● Instruções da tarefa
Prossiga com o texto sobre as fazendas de café da família Wolff em Ibiraci, escrevendo a continuação a partir da última frase apresentada.

Cafezal

Lavoura em foco

e41_fazenda-portal-da-serra

Robson Silva colhe frutos maduros de cafezal que está sendo recuperado.

A família Wolff centra esforços nos pés de café de suas fazendas em Ibiraci (MG) e alcança grãos de alta qualidade

Engana-se quem pensa que agricultura é uma ciência exata. Sim, há os momentos em que as dosagens dos adubos e as distâncias entre os pés têm de ser precisas, dias em que é necessário fazer gestão de custos, controlar milimetricamente a umidade dos grãos no terreiro, além da incerta previsão de produtividade de cada planta. Um balaio de cálculos aqui e ali.

Nas fazendas Portal da Serra e Guanabara, localizadas em Ibiraci (no sul de Minas Gerais), os números, no entanto, perderam importância. A intuição, a sensibilidade e um ânimo singular para produzir cafés de qualidade movimentam o dia a dia das propriedades da família Wolff.

e41_fazenda-portal-da-serra_02

Umberto em frente ao Portal da Serra.

Qualidade latente
O início dessa história é recente. Elisa Wolff, 55 anos, mãe de quatro rapazes, esposa de um coronel da Aeronáutica, já morou em mais de dez cidades, já venceu um câncer, já passou por muito nessa vida e queria apenas um pouco de paz. “Queria um pedacinho de terra agora que o Umberto [o marido] ia se aposentar”, explica. Sorte dos apreciadores de café. Há cerca de sete anos, ela e seu marido esbarraram na cidadezinha de Ibiraci, povoada por 12 mil habitantes, muitos deles vivendo do café. Os pais de Elisa já moravam por ali e seria bom estar por perto. Primeiro veio a Fazenda Portal da Serra, cujo cafezal andava sofrido. Para quem não tinha pretensões, parecia mais do que suficiente.

Nem tanto. Entre os quatro filhos, tinha um rapaz obstinado, saído havia pouco da Marinha, após dez anos navegando por lá. Hugo Wolff, 33 anos, é jovem, mas maduro, sério, focado, gentil. E visionário. Percebeu que havia um potencial, um algo a mais que poderia ser explorado, que poderia ser interessante para a família, para o negócio, para a natureza. O pai, Umberto, coronel recém-aposentado na Aeronáutica, administrador experiente, embarcou na proposta de Elisa e de Hugo, e os três mergulharam na fazenda.

● Lista de registros
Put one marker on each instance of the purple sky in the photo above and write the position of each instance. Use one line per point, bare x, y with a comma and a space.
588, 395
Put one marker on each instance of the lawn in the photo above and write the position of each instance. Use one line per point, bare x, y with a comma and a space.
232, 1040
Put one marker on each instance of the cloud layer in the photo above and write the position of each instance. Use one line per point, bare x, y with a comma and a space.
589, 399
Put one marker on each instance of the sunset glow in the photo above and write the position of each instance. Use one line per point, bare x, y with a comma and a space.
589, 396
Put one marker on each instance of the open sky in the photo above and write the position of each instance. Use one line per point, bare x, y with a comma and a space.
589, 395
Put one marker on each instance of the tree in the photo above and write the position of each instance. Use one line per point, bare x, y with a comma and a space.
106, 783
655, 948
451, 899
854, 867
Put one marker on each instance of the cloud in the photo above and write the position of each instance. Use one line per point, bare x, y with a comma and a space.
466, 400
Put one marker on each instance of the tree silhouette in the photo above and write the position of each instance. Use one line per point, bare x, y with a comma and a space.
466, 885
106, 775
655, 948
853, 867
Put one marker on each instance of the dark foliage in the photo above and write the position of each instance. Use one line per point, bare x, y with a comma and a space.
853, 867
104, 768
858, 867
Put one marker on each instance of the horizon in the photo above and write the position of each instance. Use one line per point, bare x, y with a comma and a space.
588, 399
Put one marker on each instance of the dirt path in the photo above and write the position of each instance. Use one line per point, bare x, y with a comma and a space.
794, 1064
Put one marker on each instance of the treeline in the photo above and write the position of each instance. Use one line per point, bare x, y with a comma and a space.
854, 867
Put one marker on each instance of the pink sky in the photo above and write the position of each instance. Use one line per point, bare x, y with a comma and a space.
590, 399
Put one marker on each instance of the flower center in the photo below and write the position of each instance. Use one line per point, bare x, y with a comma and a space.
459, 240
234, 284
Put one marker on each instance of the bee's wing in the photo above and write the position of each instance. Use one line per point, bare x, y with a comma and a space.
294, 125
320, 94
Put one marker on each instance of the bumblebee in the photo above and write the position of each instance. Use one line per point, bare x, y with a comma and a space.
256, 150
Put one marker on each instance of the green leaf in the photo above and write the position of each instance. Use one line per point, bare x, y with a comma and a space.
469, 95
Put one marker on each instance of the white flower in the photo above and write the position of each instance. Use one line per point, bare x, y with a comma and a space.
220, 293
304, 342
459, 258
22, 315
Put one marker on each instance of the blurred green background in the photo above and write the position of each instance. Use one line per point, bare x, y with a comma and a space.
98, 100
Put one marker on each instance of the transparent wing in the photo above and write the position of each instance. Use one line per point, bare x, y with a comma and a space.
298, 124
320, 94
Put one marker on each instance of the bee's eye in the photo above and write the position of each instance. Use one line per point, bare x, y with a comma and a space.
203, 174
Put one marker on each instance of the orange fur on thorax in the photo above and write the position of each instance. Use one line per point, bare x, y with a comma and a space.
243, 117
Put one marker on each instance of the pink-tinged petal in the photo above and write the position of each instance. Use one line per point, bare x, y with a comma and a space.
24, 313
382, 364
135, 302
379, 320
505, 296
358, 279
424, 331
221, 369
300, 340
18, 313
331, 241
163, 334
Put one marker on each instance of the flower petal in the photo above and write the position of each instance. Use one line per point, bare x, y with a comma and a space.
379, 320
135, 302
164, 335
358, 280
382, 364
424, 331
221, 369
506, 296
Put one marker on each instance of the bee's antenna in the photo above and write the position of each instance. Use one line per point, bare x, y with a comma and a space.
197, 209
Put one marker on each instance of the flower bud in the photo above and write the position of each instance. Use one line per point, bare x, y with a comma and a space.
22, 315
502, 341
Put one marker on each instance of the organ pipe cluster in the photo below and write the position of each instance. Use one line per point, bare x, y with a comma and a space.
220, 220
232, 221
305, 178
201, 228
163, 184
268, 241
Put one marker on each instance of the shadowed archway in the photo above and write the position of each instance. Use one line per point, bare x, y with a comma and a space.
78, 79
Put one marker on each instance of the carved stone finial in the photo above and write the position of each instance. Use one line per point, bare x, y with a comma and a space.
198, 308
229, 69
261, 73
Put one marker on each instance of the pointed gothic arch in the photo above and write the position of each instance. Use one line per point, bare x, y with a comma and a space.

● Resposta
Por três anos, Hugo ficou ao lado da mãe no Portal, acompanhando folha a folha dos atuais 37 mil pés de Coffea arabica, estudando cafés especiais e desenvolvendo a estratégia da marca. No dia a dia do jovem tenente não havia até então espaço para palavras como catuaí, sombreamento ou derriça. Então a solução foi se debruçar sobre os livros, ou melhor, sobre as xícaras. “Precisava saber o que temos nas mãos para não termos de nos sujeitar aos preços do mercado”, explica. Para tal, fez curso de barista com Emilio Rodrigues, da Casa do Barista (RJ), curso de barista e de torra com Isabela Raposeiras, do Coffee Lab (SP), curso de classificação na consultoria Grão Mestre (RJ) e Q-Grader com Bruno Souza, na Academia do Café (MG). Anos de dedicação.

Um pouco depois, a família comprou, em sociedade com Luiz Fernando Moraes e Silva, parceiro de muitos anos, a Fazenda Guanabara, bem ao lado, agregando à propriedade mais 50 mil pés de café. Passado o impulso inicial, Hugo foi ao Rio de Janeiro captar mais clientes para a marca e cuidar de outro projeto pessoal, e o pai assumiu seu posto. Hoje, é o casal quem está em Ibiraci, e o filho vai de tempos em tempos provar amostras e avaliar cada talhão e suas possibilidades.

e41_fazenda-portal-da-serra_04

Hugo avalia meticulosamente os cafés após torrá-los com a ajuda de sua mãe, Elisa.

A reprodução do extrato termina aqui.